───── Dataset records ─────

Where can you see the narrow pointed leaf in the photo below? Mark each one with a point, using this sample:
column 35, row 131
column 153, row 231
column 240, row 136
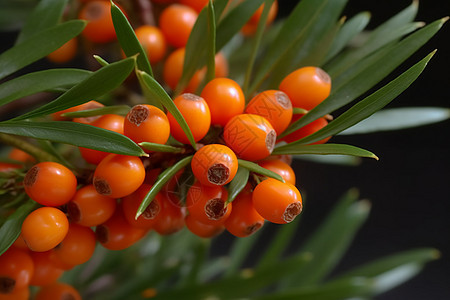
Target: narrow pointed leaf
column 163, row 178
column 368, row 72
column 324, row 149
column 10, row 229
column 76, row 134
column 46, row 14
column 399, row 118
column 128, row 40
column 94, row 86
column 158, row 93
column 42, row 44
column 40, row 81
column 253, row 167
column 368, row 105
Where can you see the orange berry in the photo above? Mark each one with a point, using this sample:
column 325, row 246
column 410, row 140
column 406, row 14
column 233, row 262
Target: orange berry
column 277, row 202
column 117, row 176
column 207, row 203
column 307, row 87
column 196, row 112
column 203, row 230
column 244, row 220
column 50, row 184
column 58, row 290
column 44, row 228
column 176, row 22
column 250, row 136
column 16, row 270
column 117, row 234
column 64, row 53
column 214, row 164
column 280, row 167
column 273, row 105
column 225, row 100
column 147, row 123
column 153, row 41
column 100, row 28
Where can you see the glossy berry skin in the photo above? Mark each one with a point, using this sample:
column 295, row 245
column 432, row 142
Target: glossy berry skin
column 64, row 53
column 117, row 234
column 207, row 204
column 131, row 203
column 277, row 202
column 244, row 220
column 214, row 165
column 273, row 105
column 196, row 112
column 117, row 176
column 306, row 87
column 225, row 100
column 153, row 42
column 44, row 228
column 250, row 136
column 280, row 167
column 203, row 230
column 100, row 28
column 307, row 130
column 89, row 208
column 50, row 184
column 147, row 123
column 77, row 247
column 16, row 270
column 176, row 22
column 59, row 291
column 45, row 270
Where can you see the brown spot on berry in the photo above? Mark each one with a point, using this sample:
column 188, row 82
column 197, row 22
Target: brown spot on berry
column 271, row 138
column 31, row 176
column 138, row 114
column 7, row 285
column 323, row 75
column 283, row 100
column 102, row 186
column 102, row 234
column 292, row 210
column 192, row 97
column 218, row 174
column 151, row 211
column 215, row 209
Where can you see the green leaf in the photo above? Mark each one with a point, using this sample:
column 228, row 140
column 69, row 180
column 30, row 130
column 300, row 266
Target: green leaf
column 41, row 43
column 161, row 148
column 46, row 14
column 368, row 72
column 399, row 118
column 112, row 109
column 349, row 30
column 163, row 178
column 10, row 230
column 330, row 241
column 40, row 81
column 253, row 167
column 323, row 149
column 158, row 93
column 76, row 134
column 237, row 184
column 94, row 86
column 128, row 40
column 368, row 105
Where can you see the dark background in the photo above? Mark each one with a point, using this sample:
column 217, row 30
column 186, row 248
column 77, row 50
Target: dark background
column 408, row 186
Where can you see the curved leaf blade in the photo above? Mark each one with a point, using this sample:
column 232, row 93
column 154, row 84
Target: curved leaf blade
column 76, row 134
column 94, row 86
column 42, row 44
column 40, row 81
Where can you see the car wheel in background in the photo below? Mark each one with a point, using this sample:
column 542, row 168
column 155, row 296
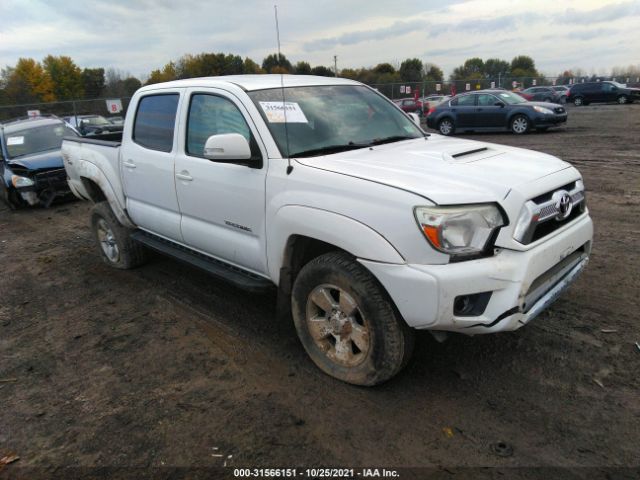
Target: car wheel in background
column 114, row 242
column 446, row 127
column 520, row 124
column 347, row 323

─────

Given problem: Rewrite all the records above with "sample" swapped for "format" and everything else kept the same. Omit the pictures.

The answer:
Where can you see the narrow pointed leaf in the photo below? Mark each one with a point, using this format:
column 35, row 131
column 153, row 231
column 240, row 136
Target: narrow pointed leaf
column 163, row 178
column 368, row 72
column 324, row 149
column 10, row 229
column 76, row 134
column 46, row 14
column 399, row 118
column 128, row 40
column 94, row 86
column 158, row 93
column 42, row 44
column 40, row 81
column 253, row 167
column 368, row 105
Where can you see the orange berry in the photo above? Mark each one with a point, using this format:
column 325, row 246
column 410, row 140
column 406, row 14
column 233, row 262
Target: orange berry
column 277, row 202
column 117, row 176
column 207, row 203
column 307, row 87
column 196, row 112
column 203, row 230
column 244, row 220
column 50, row 184
column 58, row 290
column 44, row 228
column 176, row 22
column 250, row 136
column 16, row 270
column 117, row 234
column 64, row 53
column 214, row 164
column 280, row 167
column 273, row 105
column 225, row 100
column 147, row 123
column 153, row 41
column 100, row 28
Where can you see the glossy berry skin in the photo above? Mark each one with a point, using this format:
column 295, row 245
column 432, row 142
Target: glossy berry skin
column 64, row 53
column 117, row 234
column 207, row 204
column 131, row 203
column 277, row 202
column 244, row 220
column 214, row 165
column 273, row 105
column 196, row 112
column 117, row 176
column 306, row 87
column 225, row 100
column 153, row 42
column 44, row 228
column 250, row 136
column 280, row 167
column 203, row 230
column 100, row 28
column 307, row 130
column 89, row 208
column 50, row 184
column 147, row 123
column 77, row 247
column 16, row 270
column 176, row 22
column 59, row 291
column 45, row 270
Where can you see the brown spot on berry in the photo above? Mark each one with a point, using this format:
column 188, row 82
column 197, row 22
Target: brown spot on berry
column 271, row 138
column 31, row 176
column 138, row 114
column 7, row 285
column 323, row 75
column 283, row 100
column 102, row 186
column 102, row 234
column 292, row 210
column 192, row 97
column 218, row 174
column 151, row 211
column 215, row 209
Where can you see the green leaf in the photo above? Mark each one with a point, using this format:
column 228, row 140
column 69, row 180
column 30, row 130
column 300, row 266
Target: green leaf
column 41, row 43
column 161, row 148
column 46, row 14
column 368, row 72
column 399, row 118
column 112, row 109
column 349, row 30
column 163, row 178
column 10, row 230
column 330, row 241
column 40, row 81
column 253, row 167
column 323, row 149
column 158, row 93
column 76, row 134
column 237, row 184
column 94, row 86
column 128, row 40
column 368, row 105
Where can you see the dark background in the photo above? Mark each one with a point, using this format:
column 217, row 30
column 186, row 248
column 77, row 50
Target: dark background
column 408, row 186
Where can you see the curved leaf blade in the photo above? Mark each one with a point, using this format:
column 232, row 93
column 154, row 84
Target: curved leaf blade
column 76, row 134
column 94, row 86
column 42, row 44
column 40, row 81
Where can you see the car wheel in background in the photo below? Mark each one with a point, using this format:
column 542, row 168
column 155, row 296
Target: car wheel in background
column 114, row 242
column 446, row 127
column 520, row 124
column 347, row 323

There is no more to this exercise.